**WRITTEN INSTRUCTION**
How many lines of the listing below contain the string "rock"? Case matters, and give only the number.

**RECORDED DATA**
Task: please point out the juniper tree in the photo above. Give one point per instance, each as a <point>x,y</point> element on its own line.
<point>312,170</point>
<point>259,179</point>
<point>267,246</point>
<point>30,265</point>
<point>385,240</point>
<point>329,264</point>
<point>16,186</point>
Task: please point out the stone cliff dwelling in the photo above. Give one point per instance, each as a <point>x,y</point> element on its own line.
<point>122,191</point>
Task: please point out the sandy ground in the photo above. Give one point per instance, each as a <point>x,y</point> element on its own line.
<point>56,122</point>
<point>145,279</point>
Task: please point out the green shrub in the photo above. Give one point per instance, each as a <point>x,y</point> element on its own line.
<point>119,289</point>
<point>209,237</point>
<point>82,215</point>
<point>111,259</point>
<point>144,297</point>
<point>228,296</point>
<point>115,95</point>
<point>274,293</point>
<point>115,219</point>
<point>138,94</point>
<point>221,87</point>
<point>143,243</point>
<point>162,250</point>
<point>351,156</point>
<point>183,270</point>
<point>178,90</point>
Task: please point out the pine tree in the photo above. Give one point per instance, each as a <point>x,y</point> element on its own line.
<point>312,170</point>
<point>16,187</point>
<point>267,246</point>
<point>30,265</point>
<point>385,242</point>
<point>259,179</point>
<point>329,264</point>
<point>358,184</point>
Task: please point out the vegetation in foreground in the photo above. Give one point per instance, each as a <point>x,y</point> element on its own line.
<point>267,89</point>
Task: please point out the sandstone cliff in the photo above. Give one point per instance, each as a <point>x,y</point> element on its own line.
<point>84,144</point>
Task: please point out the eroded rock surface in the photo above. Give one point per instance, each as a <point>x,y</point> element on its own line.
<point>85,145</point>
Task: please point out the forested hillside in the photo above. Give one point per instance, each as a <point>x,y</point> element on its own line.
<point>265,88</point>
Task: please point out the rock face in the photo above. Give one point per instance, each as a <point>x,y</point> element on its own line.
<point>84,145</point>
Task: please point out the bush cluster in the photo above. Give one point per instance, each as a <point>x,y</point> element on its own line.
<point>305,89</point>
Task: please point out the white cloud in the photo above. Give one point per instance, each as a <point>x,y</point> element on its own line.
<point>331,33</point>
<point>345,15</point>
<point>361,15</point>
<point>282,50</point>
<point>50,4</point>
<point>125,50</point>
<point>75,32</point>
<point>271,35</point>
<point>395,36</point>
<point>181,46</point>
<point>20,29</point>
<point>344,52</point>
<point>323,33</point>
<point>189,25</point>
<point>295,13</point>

* * *

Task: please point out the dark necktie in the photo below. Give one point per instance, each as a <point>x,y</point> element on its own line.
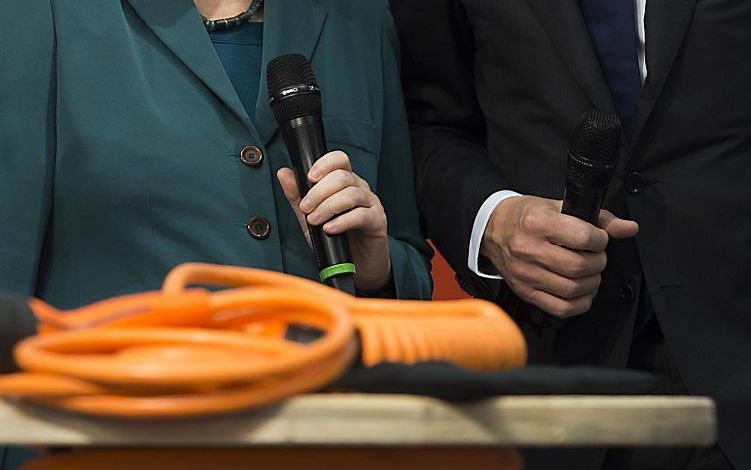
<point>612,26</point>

* * *

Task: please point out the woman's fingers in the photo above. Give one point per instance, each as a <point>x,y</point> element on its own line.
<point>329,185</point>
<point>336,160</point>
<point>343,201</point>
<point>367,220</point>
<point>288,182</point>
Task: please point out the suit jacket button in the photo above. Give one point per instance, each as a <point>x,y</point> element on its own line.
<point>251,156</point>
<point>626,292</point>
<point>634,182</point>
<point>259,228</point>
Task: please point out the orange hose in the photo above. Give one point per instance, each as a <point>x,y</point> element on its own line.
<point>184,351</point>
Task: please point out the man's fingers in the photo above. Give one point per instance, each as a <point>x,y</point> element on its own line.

**SOLUTION TO THIS TASK**
2